- WORK INSTRUCTIONS
Transcribe word for word the lines spanning the line with "BATCH JOB #2094 — Class: wristwatch" through the end of the records.

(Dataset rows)
================================

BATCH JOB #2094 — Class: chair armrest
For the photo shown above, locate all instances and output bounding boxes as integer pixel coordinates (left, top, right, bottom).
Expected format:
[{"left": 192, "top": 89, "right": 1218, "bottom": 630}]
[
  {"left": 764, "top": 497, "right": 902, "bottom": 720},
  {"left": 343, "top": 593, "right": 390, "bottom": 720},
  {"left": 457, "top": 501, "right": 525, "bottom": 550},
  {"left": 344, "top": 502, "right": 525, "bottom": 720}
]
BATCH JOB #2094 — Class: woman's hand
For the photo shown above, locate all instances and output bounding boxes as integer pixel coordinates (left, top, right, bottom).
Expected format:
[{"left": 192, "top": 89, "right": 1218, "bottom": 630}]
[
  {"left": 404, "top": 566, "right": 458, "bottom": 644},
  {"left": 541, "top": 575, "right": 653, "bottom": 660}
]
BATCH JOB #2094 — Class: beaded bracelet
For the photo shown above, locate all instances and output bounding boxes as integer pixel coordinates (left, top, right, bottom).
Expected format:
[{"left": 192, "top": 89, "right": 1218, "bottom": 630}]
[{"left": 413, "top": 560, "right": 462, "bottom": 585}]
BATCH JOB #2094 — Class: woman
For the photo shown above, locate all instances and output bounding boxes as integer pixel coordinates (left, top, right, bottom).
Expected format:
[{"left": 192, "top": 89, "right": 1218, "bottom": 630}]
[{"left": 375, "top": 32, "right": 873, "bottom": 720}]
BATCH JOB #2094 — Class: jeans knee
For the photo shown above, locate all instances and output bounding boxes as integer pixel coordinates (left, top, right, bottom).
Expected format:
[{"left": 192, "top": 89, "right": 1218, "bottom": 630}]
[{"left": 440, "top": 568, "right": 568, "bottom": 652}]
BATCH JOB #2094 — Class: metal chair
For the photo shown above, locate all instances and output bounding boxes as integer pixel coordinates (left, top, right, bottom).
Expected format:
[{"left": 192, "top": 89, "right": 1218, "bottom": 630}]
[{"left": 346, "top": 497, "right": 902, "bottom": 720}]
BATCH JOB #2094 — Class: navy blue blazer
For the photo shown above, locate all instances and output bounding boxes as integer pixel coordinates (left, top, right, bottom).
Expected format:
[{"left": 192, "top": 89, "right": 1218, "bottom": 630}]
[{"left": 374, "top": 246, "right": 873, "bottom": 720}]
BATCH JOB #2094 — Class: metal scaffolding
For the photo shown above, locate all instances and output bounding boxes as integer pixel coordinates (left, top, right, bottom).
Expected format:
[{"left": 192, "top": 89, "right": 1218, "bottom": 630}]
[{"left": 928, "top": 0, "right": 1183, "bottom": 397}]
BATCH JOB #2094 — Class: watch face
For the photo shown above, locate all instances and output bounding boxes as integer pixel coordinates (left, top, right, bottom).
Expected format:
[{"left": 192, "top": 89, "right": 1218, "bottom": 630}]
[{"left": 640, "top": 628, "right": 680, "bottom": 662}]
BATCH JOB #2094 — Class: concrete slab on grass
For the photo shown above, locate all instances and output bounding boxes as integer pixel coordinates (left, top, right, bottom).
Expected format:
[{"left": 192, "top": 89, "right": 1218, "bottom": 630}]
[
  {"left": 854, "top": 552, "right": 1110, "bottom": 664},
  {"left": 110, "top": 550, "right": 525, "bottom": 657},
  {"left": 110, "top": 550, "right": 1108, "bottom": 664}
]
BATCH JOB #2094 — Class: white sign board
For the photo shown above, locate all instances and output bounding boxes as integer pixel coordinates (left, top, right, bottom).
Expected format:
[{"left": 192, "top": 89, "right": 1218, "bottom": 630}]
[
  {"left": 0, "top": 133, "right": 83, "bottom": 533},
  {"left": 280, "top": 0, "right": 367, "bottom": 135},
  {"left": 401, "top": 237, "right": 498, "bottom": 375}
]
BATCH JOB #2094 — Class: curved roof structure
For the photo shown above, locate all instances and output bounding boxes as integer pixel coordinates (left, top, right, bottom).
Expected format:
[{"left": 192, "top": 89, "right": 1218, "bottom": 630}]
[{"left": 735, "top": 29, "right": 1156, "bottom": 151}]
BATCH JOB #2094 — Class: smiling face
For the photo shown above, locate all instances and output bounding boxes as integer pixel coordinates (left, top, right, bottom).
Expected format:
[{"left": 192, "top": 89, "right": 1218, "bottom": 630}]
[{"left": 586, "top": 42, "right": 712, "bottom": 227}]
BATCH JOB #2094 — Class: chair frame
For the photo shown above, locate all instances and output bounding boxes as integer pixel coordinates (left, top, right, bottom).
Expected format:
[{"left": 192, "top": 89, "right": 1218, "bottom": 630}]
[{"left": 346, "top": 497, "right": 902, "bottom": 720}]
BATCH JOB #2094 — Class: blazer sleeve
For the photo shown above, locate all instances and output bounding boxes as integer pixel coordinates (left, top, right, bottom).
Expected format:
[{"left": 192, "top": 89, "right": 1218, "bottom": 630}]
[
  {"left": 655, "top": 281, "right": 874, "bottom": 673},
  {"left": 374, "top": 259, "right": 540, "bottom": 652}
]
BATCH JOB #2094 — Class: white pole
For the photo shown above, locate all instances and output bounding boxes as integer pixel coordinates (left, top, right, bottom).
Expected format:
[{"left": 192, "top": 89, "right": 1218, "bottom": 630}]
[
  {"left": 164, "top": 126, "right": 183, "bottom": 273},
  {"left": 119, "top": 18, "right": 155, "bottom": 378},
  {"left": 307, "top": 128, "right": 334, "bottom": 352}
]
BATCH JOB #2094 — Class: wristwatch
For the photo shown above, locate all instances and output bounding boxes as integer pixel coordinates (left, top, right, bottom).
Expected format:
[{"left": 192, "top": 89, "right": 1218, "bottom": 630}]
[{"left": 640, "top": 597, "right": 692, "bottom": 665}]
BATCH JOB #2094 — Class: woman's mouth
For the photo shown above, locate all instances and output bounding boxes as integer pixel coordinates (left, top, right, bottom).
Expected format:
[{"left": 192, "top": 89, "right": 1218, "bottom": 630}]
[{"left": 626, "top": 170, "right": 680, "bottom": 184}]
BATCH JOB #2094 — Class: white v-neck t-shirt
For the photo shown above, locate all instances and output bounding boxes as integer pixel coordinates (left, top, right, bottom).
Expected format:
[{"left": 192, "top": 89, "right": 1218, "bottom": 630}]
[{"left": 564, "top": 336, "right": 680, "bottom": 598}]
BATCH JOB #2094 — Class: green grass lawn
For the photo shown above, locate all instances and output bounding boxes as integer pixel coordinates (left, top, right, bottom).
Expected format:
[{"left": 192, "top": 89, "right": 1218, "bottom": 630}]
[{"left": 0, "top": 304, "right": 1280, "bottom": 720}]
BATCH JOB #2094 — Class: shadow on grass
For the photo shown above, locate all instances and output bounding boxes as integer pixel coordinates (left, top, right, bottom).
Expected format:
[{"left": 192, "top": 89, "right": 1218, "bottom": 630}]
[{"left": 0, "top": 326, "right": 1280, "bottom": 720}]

================================

- REPLY TO THE TASK
BATCH JOB #2094 — Class: wristwatch
For the photo shown above, locate all instances and output bounding boxes as integer pixel coordinates (left, top, right, bottom).
Expected format:
[{"left": 192, "top": 89, "right": 1218, "bottom": 630}]
[{"left": 640, "top": 597, "right": 692, "bottom": 665}]
BATCH JOB #2094 — Class: woman's mouth
For the photo shown above, locate all instances and output bounding boxes as integer pixel coordinates (left, top, right, bottom).
Expected format:
[{"left": 192, "top": 89, "right": 1218, "bottom": 630}]
[{"left": 626, "top": 170, "right": 680, "bottom": 184}]
BATCH JOB #2094 — Class: white v-neck t-shirt
For the photo shown above, locate all instances and output bounding boxes as integer pixel coordinates (left, top, right, bottom).
Expected format:
[{"left": 192, "top": 89, "right": 1218, "bottom": 630}]
[{"left": 564, "top": 336, "right": 680, "bottom": 598}]
BATCH JOB #2094 — Class: green grass lawn
For the photo shown above, locate all instances and output bounding boxes as integer pixel coordinates (left, top, right, bottom).
Expected format:
[{"left": 192, "top": 89, "right": 1218, "bottom": 630}]
[{"left": 0, "top": 304, "right": 1280, "bottom": 720}]
BATCH JOB #2094 — Class: shadow on grass
For the photo shown above, locate all instances and output bounding boxes as integer pixel coordinates (left, top, right, bottom).
Expected format:
[{"left": 192, "top": 89, "right": 1218, "bottom": 630}]
[{"left": 0, "top": 326, "right": 1280, "bottom": 720}]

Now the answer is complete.